TASK INSTRUCTIONS:
• a. In the post on Rust Belt talent migration, list each thing that, according to Winchester's quoted statement, the people aged 30 to 49 bring with them when they arrive in rural communities.
• b. From the post on Rust Belt talent migration, reproduce the passage that begins with the words containing "Rust Belt Chic leverages" and ends with "values and roots.".

Emphasis added. Simply put, more immigrants equals more exports. The economic impact is huge, even if the students don't stick around after graduation. You'll have trouble making this case if you have been playing the brain drain game. Residents will wonder why the population is still shrinking. That will erode support for the program. Xenophobes will have the upper hand. Economic development is put on the back burner once again.

Monday, May 21, 2012

Manufacturing Migration

Rust Belt Chic is a model of talent migration. It's ironic brain gain and growth where you expect to find only blight. Rural sociologist Ben Winchester's research is a great example of Rust Belt Chic in the Minnesota countryside:

"While we lose the kids, we gain the people aged 30 to 49 and a lot of these people coming into our rural communities are arriving with high levels of education, with earning power, with experience and with children," Winchester said. "It's counterintuitive."

Winchester's new study, "Continuing the Trend: The Brain Gain of the Newcomers," found similar trends outside Minnesota but cited housing debt and the recession as reasons migration generally slowed down in the country.

The report notes that the "brain drain" of young people continues as people aged 18 to 25 leave home for college and broader horizons. But at the same time, the study found, almost all rural counties in Minnesota saw the number of people in their 30s and 40s rise above what would have been expected had no one moved in. This is a phenomenon Winchester has termed the "brain gain" because it represents people whose careers are in full swing and who bring skills and education to an area.

Emphasis added. Richey Piiparinen and I performed a similar analysis on Cleveland's urban core. We're in the midst of doing another report on the region's Latino population. We are searching for demographic green shoots in what we believe is fertile soil for economic development. Richey's take on the trend over at Rust Wire:

Rust Belt Chic leverages a person’s attachment to place to get them reinvested in that place. And no doubt, folks in the Rust Belt are attached: to their place and culture, to plain-spoken talk and mannerisms secured by red blood restraint, to blue-collar values and roots.

Rust Belt return migration is more pilgrimage than rational choice. This talent flow is hidden under population decline and sprawl. Using the same lens as Ben Winchester, we can see vitality returning to distressed  rural or urban communities. Rust Belt Chic explains why people are moving back home, despite all the bad press and publicity. Often, economic refugees leave Big City out of empathy or guilt. They are the brain drain.

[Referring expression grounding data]
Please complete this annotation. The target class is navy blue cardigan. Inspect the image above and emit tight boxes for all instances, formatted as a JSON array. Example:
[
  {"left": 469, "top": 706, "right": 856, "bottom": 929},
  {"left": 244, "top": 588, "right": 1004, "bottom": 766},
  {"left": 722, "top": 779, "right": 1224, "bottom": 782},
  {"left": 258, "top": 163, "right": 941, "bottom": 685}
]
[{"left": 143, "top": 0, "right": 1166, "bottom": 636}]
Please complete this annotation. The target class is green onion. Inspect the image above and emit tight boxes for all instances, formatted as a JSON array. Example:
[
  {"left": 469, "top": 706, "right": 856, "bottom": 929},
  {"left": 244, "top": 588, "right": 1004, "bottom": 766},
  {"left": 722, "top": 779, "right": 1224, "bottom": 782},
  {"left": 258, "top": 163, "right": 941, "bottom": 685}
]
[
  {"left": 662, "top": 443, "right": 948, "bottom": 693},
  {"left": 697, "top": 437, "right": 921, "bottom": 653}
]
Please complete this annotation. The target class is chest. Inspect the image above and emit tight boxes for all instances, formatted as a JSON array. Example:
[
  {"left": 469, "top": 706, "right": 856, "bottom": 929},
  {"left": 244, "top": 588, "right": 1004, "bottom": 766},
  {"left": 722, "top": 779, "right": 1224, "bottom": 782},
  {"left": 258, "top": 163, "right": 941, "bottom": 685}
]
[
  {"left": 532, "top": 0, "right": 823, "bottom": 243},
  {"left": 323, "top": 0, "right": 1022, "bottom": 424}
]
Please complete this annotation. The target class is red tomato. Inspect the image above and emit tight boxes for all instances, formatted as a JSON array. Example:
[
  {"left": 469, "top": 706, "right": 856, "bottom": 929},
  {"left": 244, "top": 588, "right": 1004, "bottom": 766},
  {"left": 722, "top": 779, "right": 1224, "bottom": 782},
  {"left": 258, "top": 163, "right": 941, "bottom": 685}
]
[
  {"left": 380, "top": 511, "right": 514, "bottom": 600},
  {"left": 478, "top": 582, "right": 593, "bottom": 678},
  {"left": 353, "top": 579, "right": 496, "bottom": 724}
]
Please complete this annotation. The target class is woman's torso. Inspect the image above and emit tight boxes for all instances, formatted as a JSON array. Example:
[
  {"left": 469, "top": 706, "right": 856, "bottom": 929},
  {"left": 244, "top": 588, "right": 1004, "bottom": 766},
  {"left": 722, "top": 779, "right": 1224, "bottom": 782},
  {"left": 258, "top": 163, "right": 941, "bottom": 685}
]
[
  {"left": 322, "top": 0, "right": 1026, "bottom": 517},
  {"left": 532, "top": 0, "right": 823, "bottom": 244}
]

ANSWER SECTION:
• a. High levels of education; earning power; experience; children

• b.
Rust Belt Chic leverages a person’s attachment to place to get them reinvested in that place. And no doubt, folks in the Rust Belt are attached: to their place and culture, to plain-spoken talk and mannerisms secured by red blood restraint, to blue-collar values and roots.